◆ YOUR OBJECTIVE
Repeat each entry below exactly, omitting any picture it holds.

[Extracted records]
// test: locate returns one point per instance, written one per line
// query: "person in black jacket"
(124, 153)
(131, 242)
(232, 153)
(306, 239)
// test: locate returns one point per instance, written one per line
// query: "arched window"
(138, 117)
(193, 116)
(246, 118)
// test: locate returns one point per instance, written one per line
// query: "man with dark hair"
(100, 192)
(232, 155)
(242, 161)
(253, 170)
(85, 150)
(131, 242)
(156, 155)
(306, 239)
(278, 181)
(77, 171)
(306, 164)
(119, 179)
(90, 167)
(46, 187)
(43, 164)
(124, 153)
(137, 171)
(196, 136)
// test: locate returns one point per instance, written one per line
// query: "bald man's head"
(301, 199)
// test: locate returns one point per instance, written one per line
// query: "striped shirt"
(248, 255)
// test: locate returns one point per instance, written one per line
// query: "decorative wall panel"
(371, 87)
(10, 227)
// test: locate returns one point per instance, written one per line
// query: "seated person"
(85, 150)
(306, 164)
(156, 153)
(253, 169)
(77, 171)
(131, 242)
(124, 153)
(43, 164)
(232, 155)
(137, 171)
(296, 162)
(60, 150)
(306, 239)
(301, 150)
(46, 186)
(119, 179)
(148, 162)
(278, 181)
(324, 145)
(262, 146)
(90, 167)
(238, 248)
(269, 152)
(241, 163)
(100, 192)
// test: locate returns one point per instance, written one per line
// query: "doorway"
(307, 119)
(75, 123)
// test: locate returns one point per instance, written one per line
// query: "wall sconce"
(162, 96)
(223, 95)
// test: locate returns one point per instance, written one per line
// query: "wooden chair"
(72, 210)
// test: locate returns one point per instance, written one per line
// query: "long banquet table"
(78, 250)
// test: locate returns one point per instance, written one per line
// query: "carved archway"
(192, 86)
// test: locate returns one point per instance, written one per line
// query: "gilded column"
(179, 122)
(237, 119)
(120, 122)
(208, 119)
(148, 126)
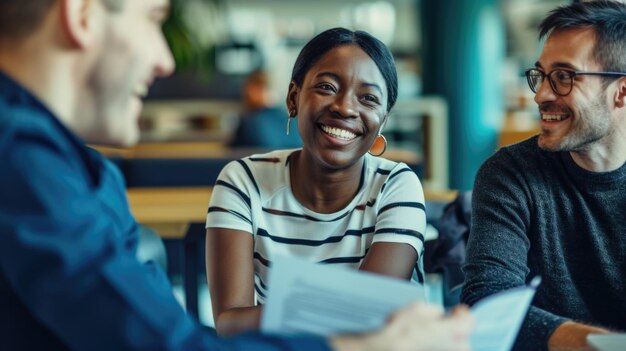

◆ FINISHED TASK
// test: locate returns one point per instance, written one per line
// query: "person in black jacket"
(124, 153)
(131, 242)
(232, 153)
(306, 239)
// test: locate returns one point per instance, written one per line
// query: "arched window"
(138, 117)
(193, 116)
(246, 118)
// test: locate returns one point per instance, written one per line
// query: "man with dark hair"
(100, 192)
(232, 155)
(242, 161)
(253, 170)
(85, 150)
(131, 242)
(156, 155)
(306, 239)
(278, 181)
(77, 171)
(306, 164)
(119, 179)
(90, 167)
(46, 187)
(43, 164)
(124, 153)
(137, 171)
(196, 136)
// test: locate returns one point per instance, written one per line
// query: "bald man's head"
(301, 199)
// test: locate returns one point per instance, written one per line
// query: "striped shirt"
(248, 255)
// test: locate returns one point per instance, written one per line
// query: "decorative wall panel"
(371, 87)
(10, 227)
// test: locate returns one point per instance, written one per line
// query: "seated person"
(85, 150)
(306, 164)
(156, 153)
(253, 169)
(77, 171)
(131, 242)
(124, 153)
(43, 164)
(232, 155)
(137, 171)
(296, 162)
(60, 150)
(306, 239)
(301, 150)
(46, 186)
(119, 179)
(148, 162)
(278, 181)
(324, 145)
(262, 146)
(90, 167)
(238, 248)
(269, 152)
(241, 163)
(100, 192)
// test: locate returns one point per instance, written one per line
// query: "doorway"
(307, 119)
(75, 123)
// test: locate returns one point per instance, written one per line
// query: "wall sconce"
(162, 96)
(223, 95)
// test: locate returns one point per instance, written one per line
// query: "wooden chair"
(72, 210)
// test: locate returns one point per instance, written one per line
// query: "long banquet table"
(78, 250)
// test: locate returns one point per instance, written one per line
// query: "carved archway"
(192, 86)
// test: locate returns one point per instance, written one per line
// query: "gilded column"
(179, 122)
(237, 119)
(120, 122)
(208, 119)
(148, 126)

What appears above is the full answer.